- _Written instruction_: Reproduce the entire listing below, requests included, and shift each coordinate pair after every "Target:" line by adding 32 to both numbers. Leave the coordinates in the requests and their samples unchanged.

- _Task material_:
** START **
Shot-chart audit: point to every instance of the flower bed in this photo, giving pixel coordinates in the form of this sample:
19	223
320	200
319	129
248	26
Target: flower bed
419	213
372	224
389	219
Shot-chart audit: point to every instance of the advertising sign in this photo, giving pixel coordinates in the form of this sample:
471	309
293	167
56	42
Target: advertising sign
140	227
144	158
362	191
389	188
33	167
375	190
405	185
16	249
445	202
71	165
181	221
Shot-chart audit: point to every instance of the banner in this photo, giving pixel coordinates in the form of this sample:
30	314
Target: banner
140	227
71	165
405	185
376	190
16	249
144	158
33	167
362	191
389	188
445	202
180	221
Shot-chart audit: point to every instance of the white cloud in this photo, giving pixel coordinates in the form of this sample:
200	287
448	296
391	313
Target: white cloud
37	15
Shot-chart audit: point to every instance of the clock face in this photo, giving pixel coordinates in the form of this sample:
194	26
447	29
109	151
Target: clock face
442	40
** END **
- _Solved exercise_:
Shot-chart audit: point to every instance of the flower bed in this photo, giving pixel coordinates in the form of this sample:
19	223
320	200
319	129
248	26
Target: flower bed
451	245
404	256
421	251
Shot-chart audit: point to every instance of the advertising sign in this photo, giving pixel coordinates in the form of this sample:
471	309
293	167
56	42
Target: advertising sign
172	259
176	190
394	223
421	220
65	199
407	222
437	217
48	281
477	234
103	197
213	253
Shot-chart audit: point to every instance of the banner in this photo, giving pixel coordinates in the form of this sample:
30	314
Target: banner
172	259
103	197
437	217
408	222
48	281
176	190
65	199
394	223
421	220
477	234
212	253
Shot-chart audit: point to every instance of the white cloud in this photo, giving pixel coordinates in the form of this sample:
200	287
448	296
391	313
Target: white cloud
69	47
Shot-chart audit: point to every instance of the clock face in this photo, giving pixel coordinates in the form of this sample:
194	26
447	29
109	151
Target: clock face
474	72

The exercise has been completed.